▼

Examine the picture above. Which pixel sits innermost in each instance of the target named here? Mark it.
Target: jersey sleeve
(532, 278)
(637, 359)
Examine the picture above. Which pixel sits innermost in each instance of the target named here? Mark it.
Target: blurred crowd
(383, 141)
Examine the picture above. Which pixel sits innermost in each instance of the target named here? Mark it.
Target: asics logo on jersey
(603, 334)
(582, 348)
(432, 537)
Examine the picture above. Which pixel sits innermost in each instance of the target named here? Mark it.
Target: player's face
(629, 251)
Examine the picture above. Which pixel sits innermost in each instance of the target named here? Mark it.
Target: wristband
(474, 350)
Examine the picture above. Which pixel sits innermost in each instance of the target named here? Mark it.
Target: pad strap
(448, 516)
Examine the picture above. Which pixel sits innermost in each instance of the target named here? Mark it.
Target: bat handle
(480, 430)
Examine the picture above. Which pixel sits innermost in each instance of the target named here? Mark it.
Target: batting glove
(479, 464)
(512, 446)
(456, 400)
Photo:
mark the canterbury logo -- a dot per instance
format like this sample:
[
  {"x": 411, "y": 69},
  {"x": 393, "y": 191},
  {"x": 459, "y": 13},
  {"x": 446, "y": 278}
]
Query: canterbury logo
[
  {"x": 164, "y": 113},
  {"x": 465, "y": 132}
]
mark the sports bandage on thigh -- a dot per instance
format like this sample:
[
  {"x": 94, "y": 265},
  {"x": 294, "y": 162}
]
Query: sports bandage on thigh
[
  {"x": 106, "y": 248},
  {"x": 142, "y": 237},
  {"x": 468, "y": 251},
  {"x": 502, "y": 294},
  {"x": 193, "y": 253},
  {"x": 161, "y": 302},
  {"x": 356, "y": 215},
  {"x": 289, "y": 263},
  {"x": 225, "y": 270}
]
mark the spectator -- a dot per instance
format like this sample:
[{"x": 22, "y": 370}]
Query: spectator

▲

== TASK TO COMPLETE ==
Faithfully reproduce all of the records, character for character.

== TASK SOLUTION ==
Examine the picture above. Which pixel sits innermost in each instance of the target named here? Mark it.
Target: jersey sleeve
(532, 278)
(637, 359)
Examine the picture above. Which pixel sits innermost in each instance of the target named here? Mark it.
Target: blurred crowd
(383, 141)
Examine the picture above. Which pixel sits innermost in each instance of the target named here? Mark it.
Target: asics logo on jersey
(603, 334)
(582, 348)
(432, 537)
Examine the picture above. Which pixel sits innermost in each instance of the target named here? Mark it.
Target: player's face
(629, 251)
Examine the picture above. Which pixel sits innermost in each instance of the target named here? Mark it.
Target: wristband
(474, 350)
Examine the picture above. Which pixel sits innermost in each instance of the target named here? Mark it.
Target: pad strap
(448, 516)
Examine the picture above. Which pixel sits innermost in each instance of the target named here? Mark it.
Target: bat handle
(480, 430)
Examine the picture above. Which pixel sits innermost in each instance of the target named here? Mark it.
Target: batting glove
(479, 464)
(512, 446)
(456, 400)
Photo:
mark the canterbury logo -- a dot per instance
format like this sample:
[
  {"x": 411, "y": 69},
  {"x": 393, "y": 191},
  {"x": 459, "y": 13},
  {"x": 446, "y": 278}
]
Query: canterbury logo
[
  {"x": 164, "y": 113},
  {"x": 465, "y": 132}
]
mark the sports bandage on thigh -- a dot per instance
format like this sample:
[
  {"x": 94, "y": 265},
  {"x": 294, "y": 162}
]
Query: sports bandage on thigh
[
  {"x": 106, "y": 248},
  {"x": 142, "y": 237},
  {"x": 468, "y": 251},
  {"x": 502, "y": 294},
  {"x": 193, "y": 253},
  {"x": 161, "y": 302},
  {"x": 356, "y": 215},
  {"x": 289, "y": 263},
  {"x": 225, "y": 270}
]
mark the spectator -- a dot per instance
format like this sample:
[{"x": 22, "y": 370}]
Query: spectator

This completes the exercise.